Analysis: The fall and rise of Israel’s Benjamin Netanyahu

Former Israeli Prime Minister Benjamin Netanyahu has retained support from many right-wing Israelis despite his legal troubles [Ammar Awad/Reuters]

Jerusalem – Benjamin Netanyahu’s opponents made their feelings clear on social media with Israel’s longest-serving prime minister set to make his return to the country’s top job after winning an absolute majority in this week’s general election.

“The country is a lost cause” they tweeted, repeatedly, so much that it ended up trending on Twitter in Israel.

Elections have been a regular occurrence in recent years, but each one ended in the same result: an inability to create stable governments, and then their eventual fall.

That inability largely stemmed from Netanyahu’s natural right-wing partners refusing to support him after he was charged for breach of trust, accepting bribes and fraud.

But this time was different.

With the votes counted, Netanyahu’s right-wing bloc has an absolute majority with 64 out of the 120 seats in the Israeli parliament, the Knesset.

What’s more, the left-wing Zionist Meretz party, formed from a party created in 1948, was knocked right out of the Knesset because it did not even get the minimum 3.25 percent of all the votes required to make it in.

Task 1: In the passage on Netanyahu's return to power, translate this sentence into Spanish: "Elections have been a regular occurrence in recent years, but each one ended in the same result: an inability to create stable governments, and then their eventual fall."

Provided data:
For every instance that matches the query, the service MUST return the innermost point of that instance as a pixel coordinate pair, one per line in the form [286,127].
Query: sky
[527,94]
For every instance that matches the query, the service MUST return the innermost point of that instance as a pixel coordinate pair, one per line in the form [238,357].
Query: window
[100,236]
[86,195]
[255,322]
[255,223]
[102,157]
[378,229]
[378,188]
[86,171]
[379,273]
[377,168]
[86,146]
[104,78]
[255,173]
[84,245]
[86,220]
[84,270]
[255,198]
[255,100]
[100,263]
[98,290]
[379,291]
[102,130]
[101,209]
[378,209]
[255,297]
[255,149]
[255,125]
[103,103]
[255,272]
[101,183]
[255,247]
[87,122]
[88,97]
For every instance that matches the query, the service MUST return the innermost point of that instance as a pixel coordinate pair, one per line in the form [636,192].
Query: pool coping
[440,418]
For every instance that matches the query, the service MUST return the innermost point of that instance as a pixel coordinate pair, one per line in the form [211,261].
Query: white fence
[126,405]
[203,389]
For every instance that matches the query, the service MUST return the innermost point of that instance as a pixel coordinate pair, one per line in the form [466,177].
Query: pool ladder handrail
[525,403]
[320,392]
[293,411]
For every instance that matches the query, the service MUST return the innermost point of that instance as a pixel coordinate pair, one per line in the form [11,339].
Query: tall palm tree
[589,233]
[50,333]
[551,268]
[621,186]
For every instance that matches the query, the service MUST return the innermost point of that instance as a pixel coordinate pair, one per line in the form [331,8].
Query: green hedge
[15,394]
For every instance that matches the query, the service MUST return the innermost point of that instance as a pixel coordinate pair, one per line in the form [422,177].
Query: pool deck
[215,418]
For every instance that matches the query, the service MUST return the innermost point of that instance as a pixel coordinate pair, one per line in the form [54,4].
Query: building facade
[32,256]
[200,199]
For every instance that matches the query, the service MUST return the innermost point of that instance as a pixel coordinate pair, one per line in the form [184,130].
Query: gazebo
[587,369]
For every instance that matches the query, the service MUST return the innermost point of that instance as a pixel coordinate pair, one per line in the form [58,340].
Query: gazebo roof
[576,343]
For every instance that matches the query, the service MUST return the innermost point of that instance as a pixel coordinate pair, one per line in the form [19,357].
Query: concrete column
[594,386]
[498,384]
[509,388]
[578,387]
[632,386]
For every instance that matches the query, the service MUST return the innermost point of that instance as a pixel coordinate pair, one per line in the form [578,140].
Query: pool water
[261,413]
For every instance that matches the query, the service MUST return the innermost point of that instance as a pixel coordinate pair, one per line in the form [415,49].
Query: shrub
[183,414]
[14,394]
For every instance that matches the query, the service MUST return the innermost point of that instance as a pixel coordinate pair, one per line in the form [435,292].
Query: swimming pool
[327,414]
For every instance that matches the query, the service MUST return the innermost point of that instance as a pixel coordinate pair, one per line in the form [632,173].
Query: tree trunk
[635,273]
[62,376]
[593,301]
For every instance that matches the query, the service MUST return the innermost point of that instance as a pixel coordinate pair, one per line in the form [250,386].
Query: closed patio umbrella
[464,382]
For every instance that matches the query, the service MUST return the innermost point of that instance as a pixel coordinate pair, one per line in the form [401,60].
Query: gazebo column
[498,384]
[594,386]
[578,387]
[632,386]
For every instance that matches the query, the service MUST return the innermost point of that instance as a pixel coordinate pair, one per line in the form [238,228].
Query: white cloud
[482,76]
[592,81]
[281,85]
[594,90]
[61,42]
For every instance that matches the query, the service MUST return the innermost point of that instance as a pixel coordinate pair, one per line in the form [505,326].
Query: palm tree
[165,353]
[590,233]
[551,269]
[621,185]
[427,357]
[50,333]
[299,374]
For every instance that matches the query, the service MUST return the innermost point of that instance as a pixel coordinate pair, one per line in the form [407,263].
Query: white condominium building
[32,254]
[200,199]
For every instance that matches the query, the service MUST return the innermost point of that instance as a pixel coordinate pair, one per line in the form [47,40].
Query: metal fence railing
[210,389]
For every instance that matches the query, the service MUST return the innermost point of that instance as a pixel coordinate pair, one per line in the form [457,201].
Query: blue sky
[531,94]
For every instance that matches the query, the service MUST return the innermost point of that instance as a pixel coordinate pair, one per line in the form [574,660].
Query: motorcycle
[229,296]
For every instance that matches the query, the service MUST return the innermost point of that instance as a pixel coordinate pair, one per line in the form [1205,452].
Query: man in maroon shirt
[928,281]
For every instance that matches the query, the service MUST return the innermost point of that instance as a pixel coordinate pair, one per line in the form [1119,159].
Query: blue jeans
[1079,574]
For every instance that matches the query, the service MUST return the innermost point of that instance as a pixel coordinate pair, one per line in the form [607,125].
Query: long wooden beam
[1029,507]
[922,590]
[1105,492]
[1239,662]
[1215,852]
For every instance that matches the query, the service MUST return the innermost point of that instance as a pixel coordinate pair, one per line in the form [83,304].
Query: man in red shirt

Task 2: Pick out every line of the records that contains the word "column", and copy each one.

Full output 1: Las elecciones se han celebrado con regularidad en los últimos años, pero cada una terminó con el mismo resultado: la incapacidad de crear gobiernos estables y, después, su caída final.

Full output 2:
Query: concrete column
Query: gazebo column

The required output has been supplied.